WRITTEN REQUEST: Return every line of the data below verbatim, omitting the picture.

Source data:
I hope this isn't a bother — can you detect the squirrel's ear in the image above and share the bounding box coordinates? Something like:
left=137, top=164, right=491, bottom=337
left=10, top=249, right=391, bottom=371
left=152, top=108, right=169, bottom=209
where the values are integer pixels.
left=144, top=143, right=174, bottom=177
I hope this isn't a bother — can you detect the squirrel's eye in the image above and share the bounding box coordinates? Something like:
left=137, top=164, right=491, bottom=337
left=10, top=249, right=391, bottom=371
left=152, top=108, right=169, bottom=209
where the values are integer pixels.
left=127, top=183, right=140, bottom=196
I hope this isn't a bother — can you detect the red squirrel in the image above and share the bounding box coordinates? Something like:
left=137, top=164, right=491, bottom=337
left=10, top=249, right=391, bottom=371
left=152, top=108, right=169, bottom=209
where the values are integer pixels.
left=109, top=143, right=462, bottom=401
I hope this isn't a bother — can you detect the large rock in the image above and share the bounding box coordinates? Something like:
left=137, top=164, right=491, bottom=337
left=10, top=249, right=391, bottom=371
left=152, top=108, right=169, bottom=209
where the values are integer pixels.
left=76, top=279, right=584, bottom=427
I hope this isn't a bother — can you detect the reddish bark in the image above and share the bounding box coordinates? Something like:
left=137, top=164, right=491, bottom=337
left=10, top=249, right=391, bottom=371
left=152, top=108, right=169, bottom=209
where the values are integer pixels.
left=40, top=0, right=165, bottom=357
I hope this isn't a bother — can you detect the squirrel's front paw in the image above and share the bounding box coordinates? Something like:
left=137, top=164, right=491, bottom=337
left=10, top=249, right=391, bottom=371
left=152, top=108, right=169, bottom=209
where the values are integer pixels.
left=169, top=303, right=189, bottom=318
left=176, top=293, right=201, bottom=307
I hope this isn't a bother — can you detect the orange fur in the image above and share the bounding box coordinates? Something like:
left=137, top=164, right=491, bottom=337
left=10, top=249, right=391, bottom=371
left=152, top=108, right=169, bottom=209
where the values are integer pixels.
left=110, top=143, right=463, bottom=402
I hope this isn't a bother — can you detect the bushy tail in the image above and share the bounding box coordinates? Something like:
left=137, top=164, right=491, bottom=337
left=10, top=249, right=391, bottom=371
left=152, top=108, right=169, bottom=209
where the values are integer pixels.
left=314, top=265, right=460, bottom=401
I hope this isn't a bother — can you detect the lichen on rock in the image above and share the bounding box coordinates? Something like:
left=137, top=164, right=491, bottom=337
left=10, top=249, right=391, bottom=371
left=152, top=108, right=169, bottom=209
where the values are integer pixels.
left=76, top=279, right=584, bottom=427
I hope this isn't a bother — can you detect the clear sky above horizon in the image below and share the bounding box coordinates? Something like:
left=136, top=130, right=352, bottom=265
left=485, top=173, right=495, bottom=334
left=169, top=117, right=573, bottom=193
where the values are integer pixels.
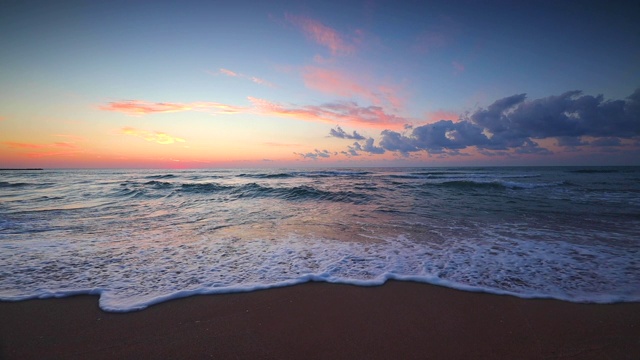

ANSWER TO THE EXERCISE:
I hope this isn't a bother — can you detect the squirrel's ear in the image above and share the bounding box coordinates? Something like:
left=137, top=164, right=491, bottom=337
left=10, top=249, right=391, bottom=371
left=152, top=108, right=169, bottom=209
where the values are integer pixels.
left=144, top=143, right=174, bottom=177
I hope this isn't a bother — can you detect the squirrel's eye in the image above and share the bounding box coordinates? Something like:
left=137, top=164, right=491, bottom=337
left=10, top=249, right=391, bottom=371
left=152, top=108, right=169, bottom=209
where the values are integer pixels.
left=127, top=183, right=140, bottom=196
I hope this isn't a bother — can you detect the red squirrel in the image above and share the bounding box coordinates? Something like:
left=137, top=164, right=491, bottom=337
left=10, top=249, right=391, bottom=371
left=152, top=108, right=169, bottom=209
where the values are integer pixels.
left=109, top=143, right=462, bottom=401
I hope this isn't a bother — can you detect the large rock in the image above and share the bounding box coordinates? Something like:
left=137, top=164, right=491, bottom=337
left=10, top=249, right=391, bottom=371
left=152, top=108, right=169, bottom=209
where the values are integer pixels.
left=76, top=279, right=584, bottom=427
I hope this isn't a bother — can you detect the reddish bark in the image above and share the bounding box coordinates? Something like:
left=137, top=164, right=491, bottom=337
left=10, top=249, right=391, bottom=371
left=152, top=108, right=169, bottom=209
where the values are integer pixels.
left=40, top=0, right=165, bottom=357
I hope this isn't a bother — can you detect the squirrel's front paw in the image above and share the bounding box coordinates? Something like:
left=137, top=164, right=491, bottom=337
left=10, top=249, right=391, bottom=371
left=152, top=108, right=169, bottom=209
where the values are integer pixels.
left=169, top=303, right=189, bottom=318
left=176, top=293, right=201, bottom=307
I hope this isn't a bother — can you detect the orange fur in the image above and share the bounding box coordinates? Something like:
left=137, top=164, right=491, bottom=337
left=10, top=249, right=391, bottom=371
left=152, top=108, right=169, bottom=209
where the values are integer pixels.
left=110, top=143, right=463, bottom=402
I hope this isn't a bother — can you detect the bushy tail in the image above and share the bounding box coordinates? Something like:
left=137, top=164, right=491, bottom=337
left=10, top=249, right=391, bottom=371
left=152, top=108, right=169, bottom=209
where the values are integer pixels.
left=314, top=265, right=460, bottom=401
I hope this isn't a bother — can you detect the lichen on rock in the image above and share the bounding box coordinates? Something like:
left=137, top=164, right=491, bottom=337
left=10, top=249, right=391, bottom=371
left=152, top=108, right=169, bottom=209
where the values are integer pixels.
left=76, top=279, right=584, bottom=427
I hope this isn't a bother — can you detect the clear sky above horizon in the image below and share the bounding box coordinates? Something like:
left=136, top=130, right=352, bottom=265
left=485, top=173, right=495, bottom=334
left=169, top=117, right=573, bottom=193
where the values are integer pixels.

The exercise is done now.